___ Dataset excerpts

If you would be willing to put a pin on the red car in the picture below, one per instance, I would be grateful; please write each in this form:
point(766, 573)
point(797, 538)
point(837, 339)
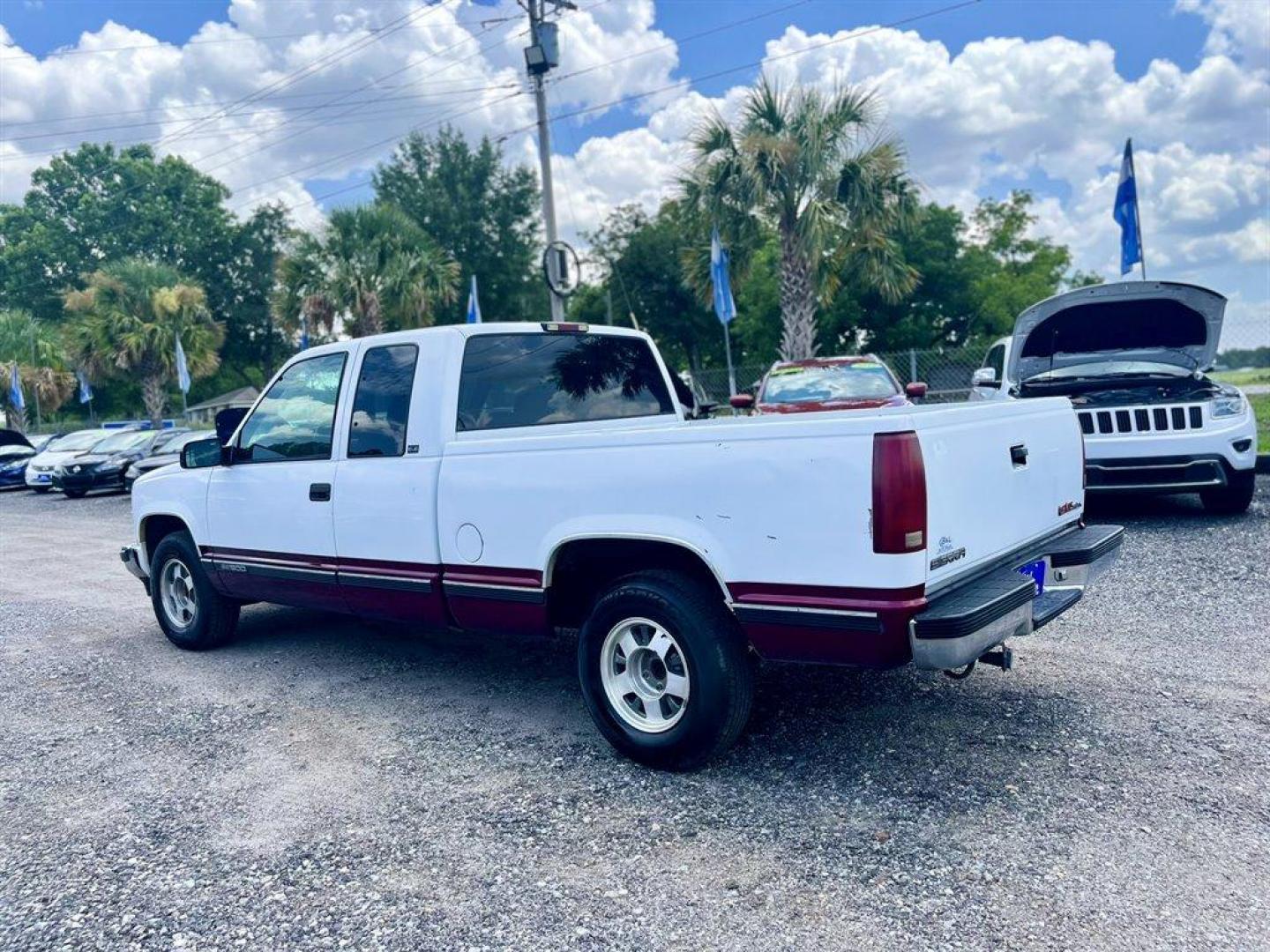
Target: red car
point(828, 383)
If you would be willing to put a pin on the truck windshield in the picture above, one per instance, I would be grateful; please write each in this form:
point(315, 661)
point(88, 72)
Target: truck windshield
point(78, 441)
point(842, 381)
point(129, 439)
point(1111, 368)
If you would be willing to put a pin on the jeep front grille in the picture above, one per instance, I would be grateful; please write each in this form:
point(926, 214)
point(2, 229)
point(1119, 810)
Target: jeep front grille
point(1140, 419)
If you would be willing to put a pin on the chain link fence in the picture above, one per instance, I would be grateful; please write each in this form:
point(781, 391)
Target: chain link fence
point(945, 372)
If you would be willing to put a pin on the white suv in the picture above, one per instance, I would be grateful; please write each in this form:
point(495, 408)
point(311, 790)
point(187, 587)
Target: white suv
point(1133, 358)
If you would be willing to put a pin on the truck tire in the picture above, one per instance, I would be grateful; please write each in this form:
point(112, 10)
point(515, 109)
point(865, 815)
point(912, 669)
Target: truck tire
point(666, 671)
point(190, 611)
point(1235, 496)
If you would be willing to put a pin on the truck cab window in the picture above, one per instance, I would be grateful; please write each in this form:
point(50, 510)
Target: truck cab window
point(528, 380)
point(296, 418)
point(381, 404)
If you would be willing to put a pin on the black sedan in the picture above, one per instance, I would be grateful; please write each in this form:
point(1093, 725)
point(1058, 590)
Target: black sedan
point(104, 466)
point(16, 452)
point(168, 456)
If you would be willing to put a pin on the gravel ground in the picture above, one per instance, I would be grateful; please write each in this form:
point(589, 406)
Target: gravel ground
point(326, 785)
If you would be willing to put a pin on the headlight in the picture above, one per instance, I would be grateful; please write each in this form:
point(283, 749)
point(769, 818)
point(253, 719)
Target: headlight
point(1229, 406)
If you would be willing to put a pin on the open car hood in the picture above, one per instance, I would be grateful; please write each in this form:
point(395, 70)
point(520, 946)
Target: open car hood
point(11, 438)
point(1161, 322)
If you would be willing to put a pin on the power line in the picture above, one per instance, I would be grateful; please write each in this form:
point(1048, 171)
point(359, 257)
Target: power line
point(156, 45)
point(360, 150)
point(365, 86)
point(247, 133)
point(326, 60)
point(692, 80)
point(689, 80)
point(11, 123)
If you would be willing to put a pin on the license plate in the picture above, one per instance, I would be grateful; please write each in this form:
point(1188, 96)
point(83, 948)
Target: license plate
point(1036, 570)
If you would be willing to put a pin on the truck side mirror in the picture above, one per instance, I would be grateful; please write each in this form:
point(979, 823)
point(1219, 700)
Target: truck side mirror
point(201, 453)
point(228, 421)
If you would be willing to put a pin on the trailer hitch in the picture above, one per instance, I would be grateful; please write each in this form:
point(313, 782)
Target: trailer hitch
point(1001, 657)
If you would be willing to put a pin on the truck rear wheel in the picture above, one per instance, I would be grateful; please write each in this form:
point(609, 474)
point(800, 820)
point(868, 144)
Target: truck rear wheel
point(1235, 496)
point(664, 671)
point(190, 612)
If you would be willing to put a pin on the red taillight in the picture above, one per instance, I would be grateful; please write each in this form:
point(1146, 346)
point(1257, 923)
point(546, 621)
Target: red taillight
point(900, 494)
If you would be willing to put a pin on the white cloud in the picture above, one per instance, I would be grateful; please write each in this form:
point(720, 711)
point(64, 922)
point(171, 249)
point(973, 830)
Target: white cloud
point(1001, 111)
point(456, 61)
point(1238, 26)
point(1006, 111)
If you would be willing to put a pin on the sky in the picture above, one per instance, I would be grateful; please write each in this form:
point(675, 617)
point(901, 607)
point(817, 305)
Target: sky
point(297, 100)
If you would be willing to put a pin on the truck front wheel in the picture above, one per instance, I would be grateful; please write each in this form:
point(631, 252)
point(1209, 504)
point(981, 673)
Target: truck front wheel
point(664, 671)
point(190, 612)
point(1235, 496)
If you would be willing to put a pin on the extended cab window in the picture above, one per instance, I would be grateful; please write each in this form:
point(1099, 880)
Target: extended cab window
point(526, 380)
point(296, 417)
point(381, 404)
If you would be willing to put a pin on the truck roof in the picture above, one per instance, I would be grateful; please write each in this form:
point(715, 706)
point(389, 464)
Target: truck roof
point(470, 331)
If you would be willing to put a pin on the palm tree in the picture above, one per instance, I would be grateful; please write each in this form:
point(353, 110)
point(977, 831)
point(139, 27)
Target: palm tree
point(37, 349)
point(374, 267)
point(130, 316)
point(818, 169)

______

The task: Reproduce every one of the records with "put a pin on" swapped for "place a marker on" each time it appears, keeping all other text the same. Omit the pictures from your answer.

The output:
If you would be willing to place a marker on the red car in the picture below, one per instance, I would be grateful; please write each in this form:
point(766, 573)
point(797, 538)
point(837, 339)
Target: red car
point(828, 383)
If you would be willing to place a marker on the truck windshield in the picture above, one per instance, I would be grateful; please write each in this form:
point(315, 661)
point(88, 72)
Target: truck windshield
point(78, 441)
point(842, 381)
point(129, 439)
point(1111, 368)
If you would be willing to place a marker on the jeep front grille in the picture above, one per instance, I would be grateful; please write each in this form:
point(926, 214)
point(2, 229)
point(1119, 810)
Target: jeep front grille
point(1140, 419)
If you would be willing to place a marker on the chain link fence in the picture above, one per instance, I would be grateful; please write each in this form:
point(781, 391)
Target: chain link fence
point(945, 372)
If you would be willing to place a marker on the white suv in the picture above, one per instance, I would be grateful; please write each in this form:
point(495, 408)
point(311, 790)
point(187, 587)
Target: white suv
point(1133, 358)
If you would be willing to place a marker on the truck tire in the picture above, one per instance, I would be grateful; please write each in this form:
point(112, 10)
point(515, 109)
point(865, 815)
point(912, 669)
Target: truck tire
point(666, 671)
point(190, 611)
point(1235, 496)
If you would be willing to place a marker on the truck cab window in the picture above, one per instance, I would be grateful; please write each in this form:
point(50, 510)
Target: truck cab window
point(528, 380)
point(296, 418)
point(381, 404)
If you would be willing to place a marker on the black sedan in the picture above, one per instance, I would be grateful; please write each in this form:
point(1093, 725)
point(1058, 590)
Target: black sedan
point(104, 466)
point(16, 452)
point(168, 456)
If you would be willing to place a marker on the gravel ground in the picture above, one per instance, I would be grateful; please write each in this form:
point(589, 406)
Target: gravel ground
point(326, 785)
If you would be willing to place a marker on the headlight in the picture above, one per instance, I would be grateful; please write each in this form:
point(283, 749)
point(769, 818)
point(253, 719)
Target: headlight
point(1229, 406)
If you would be willing to place a marker on the open car hood in the picture above, one per instance, I would be grateful; please write each in this form:
point(395, 70)
point(520, 946)
Target: open car hood
point(11, 438)
point(1161, 322)
If you would be willing to place a marker on the power line in the picture above, one per instance, I would be grateful; please write each in this form:
point(1048, 171)
point(359, 257)
Target: power line
point(156, 45)
point(360, 150)
point(365, 86)
point(247, 133)
point(326, 60)
point(692, 80)
point(689, 80)
point(11, 123)
If you would be willing to place a marker on the license plate in the picture above, one per instance, I would be grateful; please write each in this form:
point(1188, 96)
point(83, 948)
Target: license plate
point(1036, 570)
If you would be willing to place a marker on the truck side mirror in the picture above, one per instance, I would be grateful; please write each in this form:
point(979, 823)
point(1219, 700)
Target: truck side mirror
point(201, 453)
point(228, 421)
If you would be willing to place a marker on the trailer hitch in the picture above, one per instance, I would be grateful; please write each in this form:
point(313, 782)
Target: trailer hitch
point(1001, 657)
If you would be willing to place a marker on the truck rear wheel in the picture above, one per instance, I would be grateful; please write each in this form:
point(609, 474)
point(800, 820)
point(868, 144)
Target: truck rear wheel
point(1235, 496)
point(664, 671)
point(190, 612)
If you would be willing to place a marker on the red taillight in the picture above, one per instance, I would be grateful; please write each in this form:
point(1146, 346)
point(1257, 923)
point(546, 621)
Target: red taillight
point(900, 494)
If you would be willing to place a marker on the white cloud in the picture above, one per instance, I would be grateful; please write each in this form:
point(720, 711)
point(64, 922)
point(171, 249)
point(973, 830)
Target: white cloud
point(1001, 111)
point(456, 61)
point(1238, 26)
point(1006, 111)
If you would be willing to place a marker on the sky in the picture above, one per instance, I would be grateful; please write each in this form:
point(675, 617)
point(901, 607)
point(817, 305)
Target: sky
point(297, 100)
If you would be willing to place a marker on the truck front wheel in the picture above, one per instance, I would be grateful; please write each in this form:
point(631, 252)
point(1209, 504)
point(981, 673)
Target: truck front wheel
point(664, 671)
point(190, 612)
point(1235, 496)
If you would be willing to place a marker on the extended cab window in the picture above, one per instance, I would be grateful; please write each in this form:
point(1099, 880)
Target: extended cab window
point(526, 380)
point(296, 417)
point(381, 404)
If you would be willing to place a marker on the truck roof in the picture above, one per instance, I would be grateful; please write each in this form:
point(715, 706)
point(389, 464)
Target: truck roof
point(470, 331)
If you would be willing to place a marker on the palm tree in the picture above, one per instance, I would be grateful; please write each in this form:
point(353, 110)
point(977, 831)
point(139, 27)
Target: palm tree
point(37, 349)
point(374, 267)
point(130, 316)
point(818, 169)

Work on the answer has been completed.